** Opening PROVIDED INFORMATION block **

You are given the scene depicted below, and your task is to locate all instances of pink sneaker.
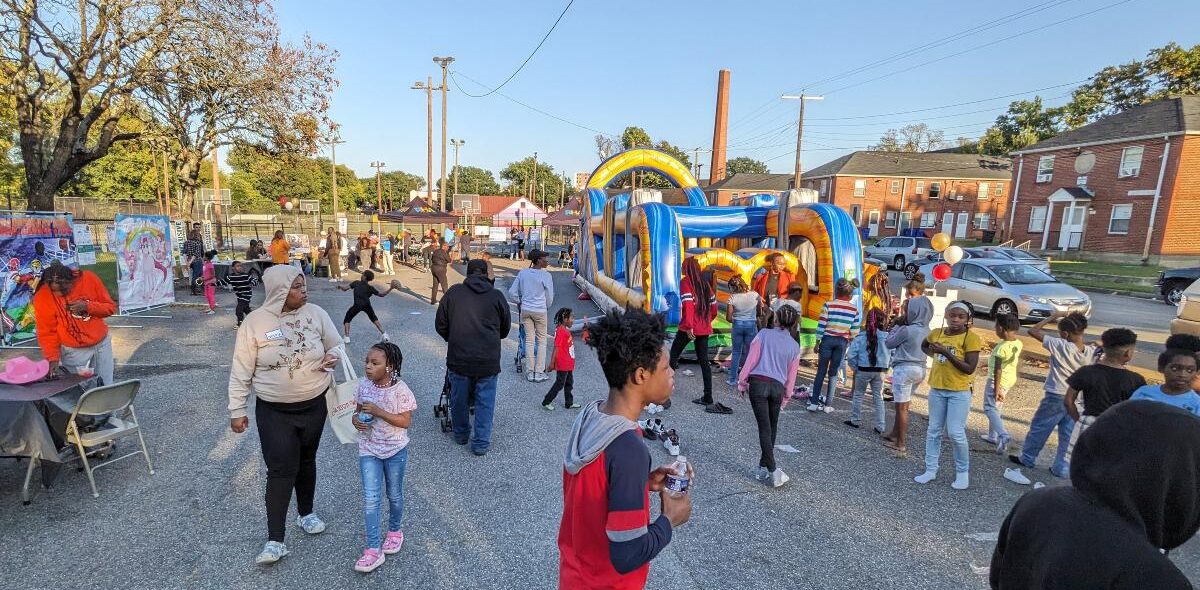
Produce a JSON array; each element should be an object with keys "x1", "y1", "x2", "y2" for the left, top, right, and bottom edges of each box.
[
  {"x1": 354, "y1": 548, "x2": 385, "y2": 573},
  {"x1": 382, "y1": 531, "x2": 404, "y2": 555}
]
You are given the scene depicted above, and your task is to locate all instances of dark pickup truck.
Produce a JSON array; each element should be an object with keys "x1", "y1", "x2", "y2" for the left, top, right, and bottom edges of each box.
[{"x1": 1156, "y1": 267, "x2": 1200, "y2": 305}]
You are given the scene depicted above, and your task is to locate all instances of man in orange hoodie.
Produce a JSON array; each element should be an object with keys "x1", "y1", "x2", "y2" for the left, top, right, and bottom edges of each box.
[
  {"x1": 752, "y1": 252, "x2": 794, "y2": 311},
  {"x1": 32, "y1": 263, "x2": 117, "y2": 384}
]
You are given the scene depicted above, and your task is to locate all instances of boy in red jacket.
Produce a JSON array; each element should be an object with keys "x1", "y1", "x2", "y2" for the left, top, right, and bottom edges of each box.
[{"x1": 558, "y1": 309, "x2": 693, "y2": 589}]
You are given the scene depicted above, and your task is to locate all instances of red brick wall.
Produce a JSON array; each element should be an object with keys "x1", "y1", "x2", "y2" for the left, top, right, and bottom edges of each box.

** Closing PROVIDED INFORMATION block **
** Opening PROVIDED INFORMATION block **

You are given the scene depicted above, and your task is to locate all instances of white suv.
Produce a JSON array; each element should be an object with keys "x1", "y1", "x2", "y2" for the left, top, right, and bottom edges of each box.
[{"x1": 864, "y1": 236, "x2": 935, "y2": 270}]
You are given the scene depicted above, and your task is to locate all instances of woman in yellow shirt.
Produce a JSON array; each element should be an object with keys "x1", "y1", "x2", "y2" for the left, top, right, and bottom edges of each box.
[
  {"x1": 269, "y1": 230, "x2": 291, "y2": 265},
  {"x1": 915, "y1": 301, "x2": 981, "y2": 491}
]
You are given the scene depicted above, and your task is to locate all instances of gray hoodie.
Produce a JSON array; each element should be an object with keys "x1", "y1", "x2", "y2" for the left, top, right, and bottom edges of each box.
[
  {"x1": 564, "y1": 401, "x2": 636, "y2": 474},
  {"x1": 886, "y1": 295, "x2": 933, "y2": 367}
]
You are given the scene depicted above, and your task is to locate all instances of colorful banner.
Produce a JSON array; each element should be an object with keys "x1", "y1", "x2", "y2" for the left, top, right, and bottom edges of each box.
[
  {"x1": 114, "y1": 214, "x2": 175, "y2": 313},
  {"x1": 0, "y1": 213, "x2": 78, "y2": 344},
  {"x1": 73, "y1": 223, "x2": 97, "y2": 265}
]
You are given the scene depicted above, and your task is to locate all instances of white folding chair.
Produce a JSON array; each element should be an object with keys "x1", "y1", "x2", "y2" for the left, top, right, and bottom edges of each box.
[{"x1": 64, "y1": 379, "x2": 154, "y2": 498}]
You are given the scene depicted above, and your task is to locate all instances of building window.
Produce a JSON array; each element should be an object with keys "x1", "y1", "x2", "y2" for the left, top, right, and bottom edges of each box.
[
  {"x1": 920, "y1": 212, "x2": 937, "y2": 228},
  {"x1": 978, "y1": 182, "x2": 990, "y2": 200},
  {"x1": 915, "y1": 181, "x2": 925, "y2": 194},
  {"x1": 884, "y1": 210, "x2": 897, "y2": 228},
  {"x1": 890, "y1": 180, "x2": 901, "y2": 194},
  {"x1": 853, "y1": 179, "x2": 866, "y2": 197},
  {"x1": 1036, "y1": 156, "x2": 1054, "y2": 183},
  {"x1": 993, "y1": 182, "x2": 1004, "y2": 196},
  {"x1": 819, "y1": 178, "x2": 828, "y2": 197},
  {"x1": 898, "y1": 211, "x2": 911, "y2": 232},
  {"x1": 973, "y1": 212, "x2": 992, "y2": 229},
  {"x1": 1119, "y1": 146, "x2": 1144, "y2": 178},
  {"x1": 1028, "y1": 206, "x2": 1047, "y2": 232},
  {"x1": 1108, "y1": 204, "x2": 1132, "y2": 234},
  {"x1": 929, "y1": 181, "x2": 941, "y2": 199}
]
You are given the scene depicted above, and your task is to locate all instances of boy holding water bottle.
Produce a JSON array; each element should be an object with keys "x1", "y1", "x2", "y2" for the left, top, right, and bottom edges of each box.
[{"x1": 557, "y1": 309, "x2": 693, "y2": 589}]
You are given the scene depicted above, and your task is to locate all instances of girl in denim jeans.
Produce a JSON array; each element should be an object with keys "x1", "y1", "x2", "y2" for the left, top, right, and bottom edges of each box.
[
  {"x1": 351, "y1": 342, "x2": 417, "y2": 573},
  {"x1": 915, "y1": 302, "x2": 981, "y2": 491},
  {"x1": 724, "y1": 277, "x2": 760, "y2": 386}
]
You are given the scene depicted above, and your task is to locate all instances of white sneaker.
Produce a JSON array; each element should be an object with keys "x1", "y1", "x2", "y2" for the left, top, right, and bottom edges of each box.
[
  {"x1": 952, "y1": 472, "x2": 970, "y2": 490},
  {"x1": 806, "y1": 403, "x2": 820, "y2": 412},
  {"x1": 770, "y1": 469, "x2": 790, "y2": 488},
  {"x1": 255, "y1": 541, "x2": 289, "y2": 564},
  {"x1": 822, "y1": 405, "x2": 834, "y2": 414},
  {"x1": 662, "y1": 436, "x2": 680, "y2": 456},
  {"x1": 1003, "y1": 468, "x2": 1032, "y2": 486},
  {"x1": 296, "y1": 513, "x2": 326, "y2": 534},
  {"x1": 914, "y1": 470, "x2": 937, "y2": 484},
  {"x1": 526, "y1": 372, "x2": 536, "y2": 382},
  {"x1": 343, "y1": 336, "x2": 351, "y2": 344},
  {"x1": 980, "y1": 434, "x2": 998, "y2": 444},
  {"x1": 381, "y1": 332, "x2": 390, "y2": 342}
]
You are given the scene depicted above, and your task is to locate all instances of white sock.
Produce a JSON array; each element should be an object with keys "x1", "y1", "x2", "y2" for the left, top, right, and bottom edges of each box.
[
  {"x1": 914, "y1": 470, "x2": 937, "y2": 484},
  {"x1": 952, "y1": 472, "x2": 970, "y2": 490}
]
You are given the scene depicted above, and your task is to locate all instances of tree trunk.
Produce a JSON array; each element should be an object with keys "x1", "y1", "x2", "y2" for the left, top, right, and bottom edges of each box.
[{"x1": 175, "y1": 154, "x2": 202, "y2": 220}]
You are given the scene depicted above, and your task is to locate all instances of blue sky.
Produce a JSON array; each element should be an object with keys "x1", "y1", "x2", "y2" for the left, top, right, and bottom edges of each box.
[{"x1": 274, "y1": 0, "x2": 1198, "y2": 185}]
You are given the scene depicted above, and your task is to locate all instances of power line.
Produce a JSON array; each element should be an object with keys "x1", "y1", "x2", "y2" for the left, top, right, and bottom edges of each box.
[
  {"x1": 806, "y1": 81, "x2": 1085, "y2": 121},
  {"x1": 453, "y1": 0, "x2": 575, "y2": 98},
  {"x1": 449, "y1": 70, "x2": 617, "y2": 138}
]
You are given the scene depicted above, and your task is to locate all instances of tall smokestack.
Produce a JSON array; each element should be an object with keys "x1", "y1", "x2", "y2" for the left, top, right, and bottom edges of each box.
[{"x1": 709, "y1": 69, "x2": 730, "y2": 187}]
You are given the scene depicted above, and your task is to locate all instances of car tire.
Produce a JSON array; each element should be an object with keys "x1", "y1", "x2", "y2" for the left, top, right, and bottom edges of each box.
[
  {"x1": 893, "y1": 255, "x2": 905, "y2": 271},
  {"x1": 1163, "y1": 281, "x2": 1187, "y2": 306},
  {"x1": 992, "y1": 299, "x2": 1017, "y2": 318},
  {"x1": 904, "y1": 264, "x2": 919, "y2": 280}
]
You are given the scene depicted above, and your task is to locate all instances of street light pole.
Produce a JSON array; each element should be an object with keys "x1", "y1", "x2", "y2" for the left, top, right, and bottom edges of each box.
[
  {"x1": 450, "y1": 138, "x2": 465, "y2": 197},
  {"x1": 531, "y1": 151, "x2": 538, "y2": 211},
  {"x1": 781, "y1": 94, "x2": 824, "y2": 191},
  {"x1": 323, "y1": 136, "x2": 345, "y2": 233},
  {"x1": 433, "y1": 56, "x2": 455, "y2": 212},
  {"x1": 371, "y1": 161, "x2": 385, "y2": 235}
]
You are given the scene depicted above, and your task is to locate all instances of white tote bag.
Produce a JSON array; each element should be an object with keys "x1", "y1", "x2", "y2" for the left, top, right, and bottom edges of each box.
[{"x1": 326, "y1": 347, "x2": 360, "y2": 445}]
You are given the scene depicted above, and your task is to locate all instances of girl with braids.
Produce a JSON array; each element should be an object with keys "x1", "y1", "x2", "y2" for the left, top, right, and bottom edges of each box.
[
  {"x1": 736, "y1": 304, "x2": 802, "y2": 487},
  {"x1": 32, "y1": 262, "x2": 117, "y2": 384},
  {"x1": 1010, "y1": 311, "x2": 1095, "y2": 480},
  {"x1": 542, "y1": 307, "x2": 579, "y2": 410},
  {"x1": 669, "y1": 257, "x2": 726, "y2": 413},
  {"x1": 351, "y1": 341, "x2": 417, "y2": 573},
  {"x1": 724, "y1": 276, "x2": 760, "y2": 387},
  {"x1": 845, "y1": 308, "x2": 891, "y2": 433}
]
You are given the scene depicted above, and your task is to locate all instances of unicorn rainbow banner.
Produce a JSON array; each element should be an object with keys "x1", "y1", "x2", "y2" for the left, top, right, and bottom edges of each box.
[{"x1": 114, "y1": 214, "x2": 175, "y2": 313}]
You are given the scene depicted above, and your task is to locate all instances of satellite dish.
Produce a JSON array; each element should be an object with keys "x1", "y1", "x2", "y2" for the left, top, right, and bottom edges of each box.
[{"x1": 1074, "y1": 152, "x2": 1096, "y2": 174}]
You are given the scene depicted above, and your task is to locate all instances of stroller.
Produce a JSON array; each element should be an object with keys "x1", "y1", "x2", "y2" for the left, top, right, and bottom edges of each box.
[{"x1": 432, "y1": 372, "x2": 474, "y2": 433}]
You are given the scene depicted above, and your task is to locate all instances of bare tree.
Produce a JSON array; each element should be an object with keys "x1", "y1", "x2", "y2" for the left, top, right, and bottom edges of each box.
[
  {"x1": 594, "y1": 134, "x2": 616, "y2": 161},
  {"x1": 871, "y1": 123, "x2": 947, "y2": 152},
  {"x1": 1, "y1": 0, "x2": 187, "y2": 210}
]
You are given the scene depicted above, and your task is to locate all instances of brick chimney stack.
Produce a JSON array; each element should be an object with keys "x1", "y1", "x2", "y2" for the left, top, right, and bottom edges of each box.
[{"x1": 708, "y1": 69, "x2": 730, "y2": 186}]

** Closing PROVIDED INFORMATION block **
** Opening PROVIDED INFORMATION block **

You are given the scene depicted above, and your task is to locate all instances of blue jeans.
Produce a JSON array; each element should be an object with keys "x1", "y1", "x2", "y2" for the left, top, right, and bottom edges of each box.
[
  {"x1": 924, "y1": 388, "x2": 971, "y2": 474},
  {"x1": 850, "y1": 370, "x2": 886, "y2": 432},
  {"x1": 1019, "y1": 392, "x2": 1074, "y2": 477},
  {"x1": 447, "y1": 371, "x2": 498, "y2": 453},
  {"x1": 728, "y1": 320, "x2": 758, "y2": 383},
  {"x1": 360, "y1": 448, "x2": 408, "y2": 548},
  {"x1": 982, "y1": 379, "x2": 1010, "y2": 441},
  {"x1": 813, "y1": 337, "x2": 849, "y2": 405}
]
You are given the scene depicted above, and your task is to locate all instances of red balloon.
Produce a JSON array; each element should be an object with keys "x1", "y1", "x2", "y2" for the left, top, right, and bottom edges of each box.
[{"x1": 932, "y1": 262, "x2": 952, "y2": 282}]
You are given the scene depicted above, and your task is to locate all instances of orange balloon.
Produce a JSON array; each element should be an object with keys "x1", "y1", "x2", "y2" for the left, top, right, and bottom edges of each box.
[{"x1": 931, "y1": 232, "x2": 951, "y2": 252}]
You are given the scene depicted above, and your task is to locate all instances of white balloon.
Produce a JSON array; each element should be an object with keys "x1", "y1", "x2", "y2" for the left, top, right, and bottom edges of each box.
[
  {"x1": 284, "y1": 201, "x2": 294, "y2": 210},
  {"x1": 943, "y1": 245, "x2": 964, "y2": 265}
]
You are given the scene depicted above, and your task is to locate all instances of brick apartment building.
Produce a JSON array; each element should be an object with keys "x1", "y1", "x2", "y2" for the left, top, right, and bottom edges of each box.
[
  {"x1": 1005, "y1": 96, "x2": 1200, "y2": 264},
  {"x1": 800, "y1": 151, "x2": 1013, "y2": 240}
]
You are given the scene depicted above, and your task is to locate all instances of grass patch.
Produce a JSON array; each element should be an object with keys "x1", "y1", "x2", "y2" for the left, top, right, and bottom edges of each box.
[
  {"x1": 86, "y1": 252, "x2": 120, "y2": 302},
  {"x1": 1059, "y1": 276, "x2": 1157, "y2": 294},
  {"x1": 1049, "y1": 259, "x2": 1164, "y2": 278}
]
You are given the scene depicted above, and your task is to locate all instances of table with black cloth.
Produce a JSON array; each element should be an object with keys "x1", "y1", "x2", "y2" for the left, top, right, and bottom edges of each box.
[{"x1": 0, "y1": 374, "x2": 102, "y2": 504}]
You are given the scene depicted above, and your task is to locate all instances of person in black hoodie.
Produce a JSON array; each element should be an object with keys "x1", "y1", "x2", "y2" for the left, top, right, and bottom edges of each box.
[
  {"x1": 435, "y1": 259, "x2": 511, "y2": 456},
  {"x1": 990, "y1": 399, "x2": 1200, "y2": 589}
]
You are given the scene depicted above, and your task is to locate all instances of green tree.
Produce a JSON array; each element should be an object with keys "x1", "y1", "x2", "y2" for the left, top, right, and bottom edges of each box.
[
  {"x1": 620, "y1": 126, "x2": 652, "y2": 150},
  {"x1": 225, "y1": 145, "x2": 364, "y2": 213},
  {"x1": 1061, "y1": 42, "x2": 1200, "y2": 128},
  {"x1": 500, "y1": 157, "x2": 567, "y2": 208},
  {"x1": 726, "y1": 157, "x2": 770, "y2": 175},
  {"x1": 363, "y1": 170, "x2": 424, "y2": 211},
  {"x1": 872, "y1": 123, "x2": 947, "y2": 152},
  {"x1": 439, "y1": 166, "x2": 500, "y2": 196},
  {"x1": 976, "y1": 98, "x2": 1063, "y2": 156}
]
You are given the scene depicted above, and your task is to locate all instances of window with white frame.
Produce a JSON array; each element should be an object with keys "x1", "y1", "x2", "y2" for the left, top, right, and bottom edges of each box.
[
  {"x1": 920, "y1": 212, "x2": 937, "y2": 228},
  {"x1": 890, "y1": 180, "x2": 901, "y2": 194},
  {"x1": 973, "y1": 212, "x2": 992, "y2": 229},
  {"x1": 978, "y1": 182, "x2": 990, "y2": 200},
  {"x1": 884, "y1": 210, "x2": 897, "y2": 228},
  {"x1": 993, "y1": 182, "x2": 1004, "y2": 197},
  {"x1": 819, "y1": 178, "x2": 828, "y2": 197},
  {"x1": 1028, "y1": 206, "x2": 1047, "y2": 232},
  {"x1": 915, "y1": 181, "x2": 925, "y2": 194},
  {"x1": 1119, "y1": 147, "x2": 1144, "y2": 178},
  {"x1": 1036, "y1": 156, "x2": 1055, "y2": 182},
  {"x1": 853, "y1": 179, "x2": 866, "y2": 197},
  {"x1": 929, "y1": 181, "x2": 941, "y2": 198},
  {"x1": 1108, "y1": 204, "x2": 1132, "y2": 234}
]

** Closing PROVIDED INFORMATION block **

(TASK INSTRUCTIONS) Please copy, exactly and with nothing else, the lines above beginning at the line that has "girl with braids." and ending with the line that has "unicorn rainbow banner.".

(RESULT FOR THIS EXERCISE)
You are given the scene depicted above, and your task is to locate all instances of girl with braids.
Produce a JSON array; each element should be an object with keys "x1", "y1", "x2", "y2" for the left, top, right, and bottom edges of each box.
[
  {"x1": 736, "y1": 304, "x2": 802, "y2": 487},
  {"x1": 32, "y1": 262, "x2": 117, "y2": 384},
  {"x1": 1010, "y1": 311, "x2": 1095, "y2": 480},
  {"x1": 542, "y1": 307, "x2": 579, "y2": 410},
  {"x1": 669, "y1": 257, "x2": 726, "y2": 413},
  {"x1": 351, "y1": 341, "x2": 417, "y2": 573},
  {"x1": 724, "y1": 276, "x2": 760, "y2": 387},
  {"x1": 845, "y1": 308, "x2": 891, "y2": 433}
]
You are given the scene depicted above, and your task is to locate all instances of unicorn rainbow banner.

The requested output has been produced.